What you need to do: Write out the material below word for word, keeping every line and character unchanged.

Data in this exercise:

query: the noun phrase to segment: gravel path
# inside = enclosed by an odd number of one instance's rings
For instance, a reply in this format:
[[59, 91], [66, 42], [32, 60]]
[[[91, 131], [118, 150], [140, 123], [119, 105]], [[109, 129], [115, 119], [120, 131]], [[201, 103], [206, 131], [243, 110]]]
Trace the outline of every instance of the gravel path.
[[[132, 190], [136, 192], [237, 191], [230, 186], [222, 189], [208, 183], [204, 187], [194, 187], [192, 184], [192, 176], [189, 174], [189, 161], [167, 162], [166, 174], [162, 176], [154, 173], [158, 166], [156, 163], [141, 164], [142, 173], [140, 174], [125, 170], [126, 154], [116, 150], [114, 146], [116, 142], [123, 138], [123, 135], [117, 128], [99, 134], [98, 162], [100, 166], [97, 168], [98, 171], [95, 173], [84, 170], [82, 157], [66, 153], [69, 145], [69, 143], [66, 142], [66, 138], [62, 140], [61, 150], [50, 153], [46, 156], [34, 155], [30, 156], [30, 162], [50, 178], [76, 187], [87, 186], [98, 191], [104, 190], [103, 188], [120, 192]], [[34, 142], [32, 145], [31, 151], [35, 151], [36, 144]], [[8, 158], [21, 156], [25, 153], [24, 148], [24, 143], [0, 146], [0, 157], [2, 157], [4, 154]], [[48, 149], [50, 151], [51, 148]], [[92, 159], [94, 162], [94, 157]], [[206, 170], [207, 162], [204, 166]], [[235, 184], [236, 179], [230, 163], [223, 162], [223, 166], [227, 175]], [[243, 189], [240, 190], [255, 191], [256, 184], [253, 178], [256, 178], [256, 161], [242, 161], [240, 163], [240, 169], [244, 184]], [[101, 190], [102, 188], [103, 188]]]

Task response:
query: the noun phrase to segment: gravel path
# inside = enclosed by an odd number of one instance's rings
For instance, a reply in this format:
[[59, 91], [66, 42], [32, 60]]
[[[91, 131], [118, 150], [140, 123], [119, 105]], [[109, 129], [115, 119], [120, 131]], [[201, 103], [206, 131], [243, 110]]]
Trace the outline of every instance of the gravel path.
[[[132, 190], [136, 192], [237, 191], [230, 186], [222, 189], [208, 183], [204, 187], [194, 187], [192, 184], [192, 176], [189, 174], [189, 161], [167, 162], [166, 174], [162, 176], [154, 173], [158, 166], [156, 163], [141, 164], [142, 173], [140, 174], [125, 170], [126, 154], [116, 150], [114, 146], [116, 142], [123, 138], [123, 135], [117, 128], [99, 134], [98, 162], [100, 166], [97, 168], [98, 171], [95, 173], [84, 170], [82, 157], [66, 153], [69, 145], [69, 143], [66, 142], [66, 138], [62, 140], [61, 150], [50, 153], [46, 156], [34, 155], [30, 156], [30, 162], [50, 178], [76, 187], [87, 186], [98, 191], [104, 190], [103, 188], [120, 192]], [[34, 142], [32, 145], [31, 151], [35, 151], [36, 144]], [[8, 158], [21, 156], [25, 153], [24, 148], [24, 143], [0, 146], [0, 157], [2, 157], [4, 154]], [[48, 149], [50, 151], [51, 148]], [[92, 159], [94, 162], [94, 157]], [[206, 170], [207, 162], [204, 166]], [[235, 184], [236, 179], [230, 163], [223, 162], [223, 166], [227, 175]], [[243, 189], [240, 190], [255, 191], [256, 184], [253, 178], [256, 178], [256, 161], [242, 161], [240, 163], [240, 169], [244, 184]], [[101, 190], [102, 188], [103, 188]]]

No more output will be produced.